Work instructions
In the entries below, the lines from the one with "Task: pick out every instance of the muddy" through the one with "Target: muddy tire" are to be copied exactly; both ends count.

____________

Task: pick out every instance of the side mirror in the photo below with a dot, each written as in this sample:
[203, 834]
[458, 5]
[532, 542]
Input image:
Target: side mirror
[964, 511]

____________

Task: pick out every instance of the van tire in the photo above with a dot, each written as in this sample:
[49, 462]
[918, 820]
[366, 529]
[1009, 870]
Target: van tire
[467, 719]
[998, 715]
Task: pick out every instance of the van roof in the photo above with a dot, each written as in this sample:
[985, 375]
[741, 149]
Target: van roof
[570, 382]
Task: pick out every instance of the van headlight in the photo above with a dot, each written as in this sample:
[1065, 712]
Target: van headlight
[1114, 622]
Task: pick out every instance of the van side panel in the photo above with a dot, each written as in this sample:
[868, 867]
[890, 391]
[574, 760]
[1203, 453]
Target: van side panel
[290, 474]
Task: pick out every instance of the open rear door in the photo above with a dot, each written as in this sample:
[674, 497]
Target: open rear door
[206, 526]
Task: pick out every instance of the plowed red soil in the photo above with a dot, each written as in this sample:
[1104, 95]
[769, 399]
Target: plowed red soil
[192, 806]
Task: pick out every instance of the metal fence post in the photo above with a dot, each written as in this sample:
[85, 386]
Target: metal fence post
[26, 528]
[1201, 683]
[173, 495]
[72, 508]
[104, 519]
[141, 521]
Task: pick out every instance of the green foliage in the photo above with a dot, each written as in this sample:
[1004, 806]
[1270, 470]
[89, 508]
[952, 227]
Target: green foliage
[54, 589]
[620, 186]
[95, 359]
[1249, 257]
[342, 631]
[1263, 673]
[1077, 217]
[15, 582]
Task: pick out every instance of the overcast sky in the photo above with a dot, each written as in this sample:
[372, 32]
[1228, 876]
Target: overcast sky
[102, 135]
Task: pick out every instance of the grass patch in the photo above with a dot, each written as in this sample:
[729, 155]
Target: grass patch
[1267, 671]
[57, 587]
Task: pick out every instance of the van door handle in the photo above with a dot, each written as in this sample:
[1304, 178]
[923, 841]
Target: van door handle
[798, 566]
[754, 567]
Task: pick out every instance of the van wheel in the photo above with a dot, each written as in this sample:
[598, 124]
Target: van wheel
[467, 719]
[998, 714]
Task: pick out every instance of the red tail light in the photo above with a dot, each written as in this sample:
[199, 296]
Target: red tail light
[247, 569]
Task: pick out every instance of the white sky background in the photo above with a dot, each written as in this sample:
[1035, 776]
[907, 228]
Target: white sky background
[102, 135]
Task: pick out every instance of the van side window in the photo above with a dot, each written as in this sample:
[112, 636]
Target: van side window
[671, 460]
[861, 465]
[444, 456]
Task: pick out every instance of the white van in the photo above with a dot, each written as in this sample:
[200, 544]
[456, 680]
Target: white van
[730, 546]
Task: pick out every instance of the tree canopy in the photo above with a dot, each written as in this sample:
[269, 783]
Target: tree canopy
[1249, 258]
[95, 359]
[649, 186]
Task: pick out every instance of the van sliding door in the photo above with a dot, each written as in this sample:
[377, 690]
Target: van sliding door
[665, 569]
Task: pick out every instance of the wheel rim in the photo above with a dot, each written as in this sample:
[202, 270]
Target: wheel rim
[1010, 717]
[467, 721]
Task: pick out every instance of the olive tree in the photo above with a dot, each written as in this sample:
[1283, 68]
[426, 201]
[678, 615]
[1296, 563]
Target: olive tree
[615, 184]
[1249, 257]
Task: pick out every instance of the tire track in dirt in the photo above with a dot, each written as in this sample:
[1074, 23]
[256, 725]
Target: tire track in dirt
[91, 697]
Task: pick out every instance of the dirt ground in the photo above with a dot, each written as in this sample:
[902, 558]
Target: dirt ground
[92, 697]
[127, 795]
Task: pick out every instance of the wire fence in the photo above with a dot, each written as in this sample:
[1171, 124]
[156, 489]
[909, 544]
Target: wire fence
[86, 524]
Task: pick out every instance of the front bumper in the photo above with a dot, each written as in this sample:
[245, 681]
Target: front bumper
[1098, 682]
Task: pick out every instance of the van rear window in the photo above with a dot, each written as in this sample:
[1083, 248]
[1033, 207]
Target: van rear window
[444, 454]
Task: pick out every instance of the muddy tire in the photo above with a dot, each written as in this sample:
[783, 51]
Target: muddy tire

____________

Solution to this problem
Task: pick out every instance of the muddy tire in the photo above with a dot, each written as in this sample:
[783, 51]
Target: muddy tire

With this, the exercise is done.